Return each of the following rows verbatim, with no characters changed, added, or dropped.

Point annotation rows
'''

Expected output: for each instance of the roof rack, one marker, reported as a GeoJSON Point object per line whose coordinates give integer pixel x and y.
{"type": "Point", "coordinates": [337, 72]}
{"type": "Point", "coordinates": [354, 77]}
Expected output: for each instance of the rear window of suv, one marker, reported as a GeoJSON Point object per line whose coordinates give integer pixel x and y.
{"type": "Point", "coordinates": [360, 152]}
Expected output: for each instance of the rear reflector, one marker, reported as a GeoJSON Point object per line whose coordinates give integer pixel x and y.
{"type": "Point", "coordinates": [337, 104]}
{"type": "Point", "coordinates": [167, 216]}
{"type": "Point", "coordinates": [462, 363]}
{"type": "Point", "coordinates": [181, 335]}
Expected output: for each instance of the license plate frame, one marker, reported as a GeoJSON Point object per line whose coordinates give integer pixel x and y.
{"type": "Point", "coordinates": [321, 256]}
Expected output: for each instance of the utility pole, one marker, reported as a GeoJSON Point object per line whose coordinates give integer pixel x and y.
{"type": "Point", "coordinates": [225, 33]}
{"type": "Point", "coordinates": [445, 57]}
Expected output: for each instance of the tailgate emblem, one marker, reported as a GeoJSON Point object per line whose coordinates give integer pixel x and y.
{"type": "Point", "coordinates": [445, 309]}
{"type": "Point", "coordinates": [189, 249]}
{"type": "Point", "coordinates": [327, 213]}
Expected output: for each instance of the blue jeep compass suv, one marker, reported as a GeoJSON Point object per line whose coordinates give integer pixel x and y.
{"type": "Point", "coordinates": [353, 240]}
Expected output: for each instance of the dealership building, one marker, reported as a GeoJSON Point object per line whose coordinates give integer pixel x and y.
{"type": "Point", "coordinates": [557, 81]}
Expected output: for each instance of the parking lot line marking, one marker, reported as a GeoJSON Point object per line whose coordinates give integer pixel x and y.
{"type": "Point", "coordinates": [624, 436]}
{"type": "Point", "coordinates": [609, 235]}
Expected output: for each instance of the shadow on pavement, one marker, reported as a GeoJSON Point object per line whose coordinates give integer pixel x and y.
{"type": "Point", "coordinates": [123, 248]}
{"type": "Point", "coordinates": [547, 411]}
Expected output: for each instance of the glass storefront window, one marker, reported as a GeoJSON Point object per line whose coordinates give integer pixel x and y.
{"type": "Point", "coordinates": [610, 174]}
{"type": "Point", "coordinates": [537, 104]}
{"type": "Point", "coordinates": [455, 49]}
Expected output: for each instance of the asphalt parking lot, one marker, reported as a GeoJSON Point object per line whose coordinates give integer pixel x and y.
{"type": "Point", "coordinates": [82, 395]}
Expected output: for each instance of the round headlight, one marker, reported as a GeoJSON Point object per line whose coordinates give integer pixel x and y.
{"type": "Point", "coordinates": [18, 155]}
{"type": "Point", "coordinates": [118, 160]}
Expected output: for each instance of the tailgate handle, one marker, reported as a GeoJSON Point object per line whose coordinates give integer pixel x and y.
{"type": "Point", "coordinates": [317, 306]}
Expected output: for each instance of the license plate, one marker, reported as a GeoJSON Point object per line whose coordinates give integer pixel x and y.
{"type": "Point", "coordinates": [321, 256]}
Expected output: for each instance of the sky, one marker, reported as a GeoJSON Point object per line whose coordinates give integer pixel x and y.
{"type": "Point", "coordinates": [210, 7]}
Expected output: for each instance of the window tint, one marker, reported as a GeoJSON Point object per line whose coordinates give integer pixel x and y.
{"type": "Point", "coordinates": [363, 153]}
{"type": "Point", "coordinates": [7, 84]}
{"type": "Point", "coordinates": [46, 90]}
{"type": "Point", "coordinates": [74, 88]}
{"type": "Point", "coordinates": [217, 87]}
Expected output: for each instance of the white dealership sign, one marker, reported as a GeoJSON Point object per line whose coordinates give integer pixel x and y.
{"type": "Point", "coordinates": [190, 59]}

'''

Response.
Expected output: for each instance of the roof rack, one marker, reported as a GeoJSON Point object per line whose coordinates give integer pixel x and y.
{"type": "Point", "coordinates": [337, 72]}
{"type": "Point", "coordinates": [354, 77]}
Expected output: for each instance of the rear window of suv, one marker, reported as a GeoJSON Point object per line whose coordinates give integer pixel x and y.
{"type": "Point", "coordinates": [360, 152]}
Expected output: for each instance of the rear reflector, one marker, reported as a GeoJSON Point object per line whose coordinates give integer pixel x and y.
{"type": "Point", "coordinates": [337, 104]}
{"type": "Point", "coordinates": [167, 216]}
{"type": "Point", "coordinates": [462, 363]}
{"type": "Point", "coordinates": [181, 335]}
Expected output: for each instance of the license plate frame, one marker, reported as a GeoJSON Point object per line whose coordinates give integer pixel x and y.
{"type": "Point", "coordinates": [321, 256]}
Expected output: for each instance of the utility pole, one marker, reported as a GeoJSON Point object per line whose coordinates give integer pixel x and y.
{"type": "Point", "coordinates": [225, 33]}
{"type": "Point", "coordinates": [445, 57]}
Expected output: for each instance of the tailgate emblem, one marker, reported as a GeoJSON Point object per line whose coordinates give integer pixel x and y.
{"type": "Point", "coordinates": [445, 309]}
{"type": "Point", "coordinates": [189, 249]}
{"type": "Point", "coordinates": [327, 213]}
Expected output: for each instance of the blue jeep compass suv, one marker, reported as a GeoJSON Point object per line whose coordinates give integer pixel x and y.
{"type": "Point", "coordinates": [353, 240]}
Expected output: for each instance of the dealership building, one marker, reported as a GeoJSON Point object per line whose coordinates give integer pixel x and y.
{"type": "Point", "coordinates": [557, 81]}
Expected output: for each instance of the parking lot line marking, one marker, reported as a GeoJSON Point object per line whose coordinates give integer pixel x and y.
{"type": "Point", "coordinates": [624, 436]}
{"type": "Point", "coordinates": [609, 235]}
Expected output: for each instance of the shadow on pavement, one marker, reported as a GeoJSON Point object per line whose coordinates give integer pixel x and y.
{"type": "Point", "coordinates": [123, 248]}
{"type": "Point", "coordinates": [547, 411]}
Expected output: for each instance of the glass storefront window, one marker, reported as a GeoJSON Point object per line whose coordinates give integer pixel x and y.
{"type": "Point", "coordinates": [610, 174]}
{"type": "Point", "coordinates": [537, 104]}
{"type": "Point", "coordinates": [455, 49]}
Expected output: for each instance of the asphalt parking lot, one marker, reported as a GeoJSON Point object per line whose coordinates give integer pixel x and y.
{"type": "Point", "coordinates": [82, 395]}
Expected output: for each instance of the round headlight, one marker, reported as a GeoJSON Point object per line whose coordinates give integer pixel x and y.
{"type": "Point", "coordinates": [18, 155]}
{"type": "Point", "coordinates": [118, 160]}
Expected output: for each instance of the tailgate handle, one marker, reported as a GeoJSON Point object per line whose coordinates give integer pixel x and y.
{"type": "Point", "coordinates": [317, 306]}
Expected output: for each instance of the license plate, one marker, reported as a GeoJSON Point object per line whose coordinates give integer pixel x and y.
{"type": "Point", "coordinates": [321, 256]}
Expected output: for each instance of the sky, one marker, reported as a GeoJSON Point object per line whose coordinates give integer pixel x and y.
{"type": "Point", "coordinates": [210, 7]}
Expected output: for each instance of the window tint, one marker, reported as a GeoJSON Point object per line whose coordinates give integer pixel x and y.
{"type": "Point", "coordinates": [363, 153]}
{"type": "Point", "coordinates": [7, 84]}
{"type": "Point", "coordinates": [46, 90]}
{"type": "Point", "coordinates": [74, 88]}
{"type": "Point", "coordinates": [217, 87]}
Expected output: for each instance of the white dealership sign, one marker, reported as a GeoJSON Point object per line whose coordinates give integer pixel x and y.
{"type": "Point", "coordinates": [190, 59]}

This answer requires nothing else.